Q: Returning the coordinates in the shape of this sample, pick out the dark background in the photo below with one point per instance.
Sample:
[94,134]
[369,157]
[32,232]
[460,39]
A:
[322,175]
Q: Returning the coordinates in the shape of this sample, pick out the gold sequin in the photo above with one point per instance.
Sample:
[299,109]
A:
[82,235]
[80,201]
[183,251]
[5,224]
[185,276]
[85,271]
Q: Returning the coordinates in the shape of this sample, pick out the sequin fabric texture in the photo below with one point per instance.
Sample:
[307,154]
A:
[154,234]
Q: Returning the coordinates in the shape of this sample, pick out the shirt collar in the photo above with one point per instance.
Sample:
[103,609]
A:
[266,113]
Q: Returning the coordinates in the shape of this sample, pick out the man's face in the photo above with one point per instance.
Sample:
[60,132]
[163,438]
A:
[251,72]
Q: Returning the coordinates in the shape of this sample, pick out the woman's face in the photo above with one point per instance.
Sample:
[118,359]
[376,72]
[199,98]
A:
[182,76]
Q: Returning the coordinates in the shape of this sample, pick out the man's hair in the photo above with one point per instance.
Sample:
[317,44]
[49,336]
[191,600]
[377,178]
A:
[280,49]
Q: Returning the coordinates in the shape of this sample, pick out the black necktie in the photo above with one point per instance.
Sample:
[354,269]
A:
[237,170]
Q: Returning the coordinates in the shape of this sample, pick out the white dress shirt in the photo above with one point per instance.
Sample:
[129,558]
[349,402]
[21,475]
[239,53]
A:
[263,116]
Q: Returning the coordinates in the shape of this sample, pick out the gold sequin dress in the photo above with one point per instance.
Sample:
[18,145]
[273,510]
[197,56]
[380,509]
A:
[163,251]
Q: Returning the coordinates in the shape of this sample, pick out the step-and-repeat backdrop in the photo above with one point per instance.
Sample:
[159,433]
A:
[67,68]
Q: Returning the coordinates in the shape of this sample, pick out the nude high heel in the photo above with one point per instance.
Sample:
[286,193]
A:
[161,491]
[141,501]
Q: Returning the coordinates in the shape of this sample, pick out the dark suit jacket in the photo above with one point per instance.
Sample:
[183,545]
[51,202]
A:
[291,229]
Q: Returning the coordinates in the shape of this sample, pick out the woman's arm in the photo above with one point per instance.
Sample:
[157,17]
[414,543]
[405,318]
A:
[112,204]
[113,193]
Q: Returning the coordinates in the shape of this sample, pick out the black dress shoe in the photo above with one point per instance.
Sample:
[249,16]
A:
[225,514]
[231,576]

════

Exercise objective.
Locate all lines in the listing above with the word "below" and copy them.

Written answer.
Q: Returning the coordinates in the shape of this sample, pick out the dark background in the photo below with one point per instance.
Q: Returning the coordinates in the shape of this sample, pick out the sequin fabric texture in the photo below with one point per instance.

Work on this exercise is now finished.